### Document passage
+ + + +
With this knowledge of the user interface of the Particle Editor, you’ll work through examples that show how to create particle-based versions of the effects from the game Space Rocks. Creating lots of effects, more than anything, is what will ultimately give you a feel for the role each parameter plays in crafting a particle-based effect.

You need a location to save your final effects, so at this time, create a copy of your Space Rocks project from Chapter 4 and rename the copy to Space Rocks Particles. You will store the effect files created with the LibGDX Particle Editor in the assets folder of this directory. Also, download the source files for this chapter, and from the assets folder of the downloaded Space Rocks Particles project, copy the image file particle.png into the assets folder of your Space Rocks Particles project.

Your first goal is to create a rocket-thruster effect, pictured in Figure 15-5.

After starting the Particle Editor program, in the Effect Emitters panel in the lower left, click the New button and rename the newly created list entry thruster (double-click its name to rename it). Click the list item named Untitled (which corresponds to the default fire-like example) and click the Delete button to remove it.

In the set of options at the bottom of the Emitter Properties panel, deselect the “Additive” checkbox and select the “Continuous” checkbox. You should now see a single red dot in the middle of the preview panel.

First, you will adjust the number of particles that will be active at any given moment. Change the Count property’s Max value to 100. To achieve this amount, you also must change the Emission property’s High value to 200. (Changing this value to 100 would be insufficient, as each particle lasts for only 0.5 seconds, since 500 milliseconds is the default value for the Life property. An emission rate of 100 would result in only 50 active particles at any given time.)

Next, click the Active buttons next to the Velocity and Angle properties. For Velocity, click the > button next to High and enter the values 300 and 400. For Angle, again click the > button next to High and enter the values 70 and 110. You should now see red particles spraying upward in a wobbly, cone-shaped pattern.
+ + + +
### Request 1
According to the Particle Editor passage, what is the default value of the Life property?
The Particle Editor passage and the entries that follow it are unrelated material.
+ + + +
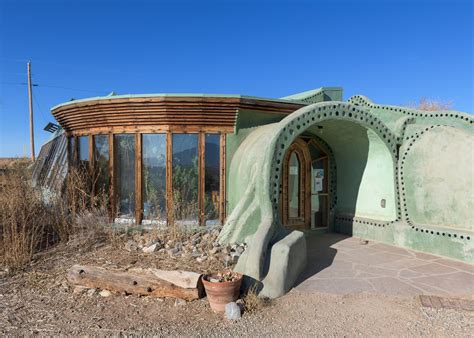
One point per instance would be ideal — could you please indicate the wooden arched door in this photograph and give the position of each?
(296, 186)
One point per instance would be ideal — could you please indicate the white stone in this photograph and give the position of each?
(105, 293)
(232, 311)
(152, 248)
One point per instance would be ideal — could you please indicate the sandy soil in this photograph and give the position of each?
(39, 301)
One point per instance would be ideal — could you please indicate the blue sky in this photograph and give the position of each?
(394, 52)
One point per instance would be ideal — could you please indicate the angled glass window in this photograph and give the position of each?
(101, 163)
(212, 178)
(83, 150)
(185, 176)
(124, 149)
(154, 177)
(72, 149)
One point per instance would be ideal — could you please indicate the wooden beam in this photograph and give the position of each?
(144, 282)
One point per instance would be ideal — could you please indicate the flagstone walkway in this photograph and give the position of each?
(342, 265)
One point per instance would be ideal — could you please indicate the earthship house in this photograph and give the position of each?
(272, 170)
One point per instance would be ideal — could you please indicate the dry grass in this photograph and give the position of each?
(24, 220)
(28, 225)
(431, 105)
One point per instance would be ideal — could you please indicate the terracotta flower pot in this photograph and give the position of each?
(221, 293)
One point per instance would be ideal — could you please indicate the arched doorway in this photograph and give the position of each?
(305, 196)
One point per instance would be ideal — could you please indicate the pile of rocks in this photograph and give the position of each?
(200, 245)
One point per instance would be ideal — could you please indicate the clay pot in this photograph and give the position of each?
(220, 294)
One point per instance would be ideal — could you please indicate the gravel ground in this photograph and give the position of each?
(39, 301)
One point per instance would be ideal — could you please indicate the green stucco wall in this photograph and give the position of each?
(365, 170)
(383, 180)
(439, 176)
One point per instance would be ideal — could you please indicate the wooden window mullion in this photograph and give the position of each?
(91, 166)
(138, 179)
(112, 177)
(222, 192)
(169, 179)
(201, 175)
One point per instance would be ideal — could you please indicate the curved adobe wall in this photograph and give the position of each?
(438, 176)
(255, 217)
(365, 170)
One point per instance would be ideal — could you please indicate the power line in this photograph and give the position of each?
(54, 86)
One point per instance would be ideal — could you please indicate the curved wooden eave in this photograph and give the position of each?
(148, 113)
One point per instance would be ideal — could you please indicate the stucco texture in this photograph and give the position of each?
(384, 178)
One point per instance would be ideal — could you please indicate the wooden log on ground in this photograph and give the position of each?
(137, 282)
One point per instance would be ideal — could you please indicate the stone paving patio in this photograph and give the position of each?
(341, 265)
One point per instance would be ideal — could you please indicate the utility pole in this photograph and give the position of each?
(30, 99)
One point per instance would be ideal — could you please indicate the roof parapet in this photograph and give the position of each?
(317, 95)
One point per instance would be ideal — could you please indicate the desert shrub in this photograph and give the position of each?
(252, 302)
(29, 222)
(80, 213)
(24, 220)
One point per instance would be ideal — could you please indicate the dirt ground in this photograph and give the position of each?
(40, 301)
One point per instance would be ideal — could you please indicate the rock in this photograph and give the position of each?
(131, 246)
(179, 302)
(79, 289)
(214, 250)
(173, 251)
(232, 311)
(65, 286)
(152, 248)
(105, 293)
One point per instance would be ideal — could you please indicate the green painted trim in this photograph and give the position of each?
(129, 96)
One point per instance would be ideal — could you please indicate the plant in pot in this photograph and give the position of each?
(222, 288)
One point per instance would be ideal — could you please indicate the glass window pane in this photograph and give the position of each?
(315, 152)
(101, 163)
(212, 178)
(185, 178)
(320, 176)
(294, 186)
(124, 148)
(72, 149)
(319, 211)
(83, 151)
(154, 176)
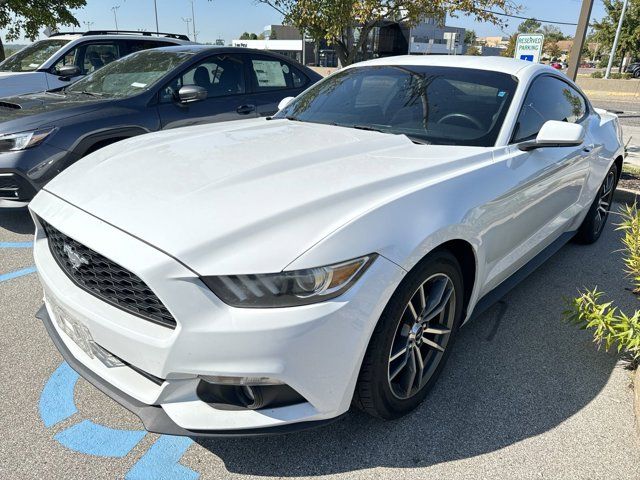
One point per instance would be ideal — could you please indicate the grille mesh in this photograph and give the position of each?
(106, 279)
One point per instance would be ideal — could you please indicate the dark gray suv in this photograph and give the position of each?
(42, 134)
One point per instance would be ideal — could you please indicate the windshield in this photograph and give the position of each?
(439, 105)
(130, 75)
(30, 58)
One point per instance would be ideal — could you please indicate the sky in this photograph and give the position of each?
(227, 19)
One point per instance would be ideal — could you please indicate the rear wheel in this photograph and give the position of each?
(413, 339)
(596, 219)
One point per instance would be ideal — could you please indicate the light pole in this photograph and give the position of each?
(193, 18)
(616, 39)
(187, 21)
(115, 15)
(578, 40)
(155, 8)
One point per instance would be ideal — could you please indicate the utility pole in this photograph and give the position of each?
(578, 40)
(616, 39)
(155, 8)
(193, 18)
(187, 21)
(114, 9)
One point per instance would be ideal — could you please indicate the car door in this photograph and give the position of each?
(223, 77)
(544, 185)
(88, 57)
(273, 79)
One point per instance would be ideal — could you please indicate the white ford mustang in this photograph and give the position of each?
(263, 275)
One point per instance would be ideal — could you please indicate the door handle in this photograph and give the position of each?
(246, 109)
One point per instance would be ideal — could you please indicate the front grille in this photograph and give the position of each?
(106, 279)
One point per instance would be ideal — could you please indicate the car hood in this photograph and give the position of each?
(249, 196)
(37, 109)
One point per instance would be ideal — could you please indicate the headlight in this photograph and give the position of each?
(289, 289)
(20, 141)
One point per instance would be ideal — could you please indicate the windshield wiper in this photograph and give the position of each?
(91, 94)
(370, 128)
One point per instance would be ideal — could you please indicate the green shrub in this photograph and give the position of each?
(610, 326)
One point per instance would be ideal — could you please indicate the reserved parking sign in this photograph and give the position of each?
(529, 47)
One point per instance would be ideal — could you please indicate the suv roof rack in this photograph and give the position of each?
+ + + +
### Request 2
Reproduce verbatim the lines of the entries that open with the line containing "indicate the reserved" and close with the final line of the entries, including both.

### Full response 1
500 milliseconds

### Full response 2
One point per instance would be ideal — could you please indicate the reserved parking sign in this photograph and give the position of each?
(529, 47)
One point per instance would be ideal — could you please indicate the suv roof rack in this photograph and give the position of each?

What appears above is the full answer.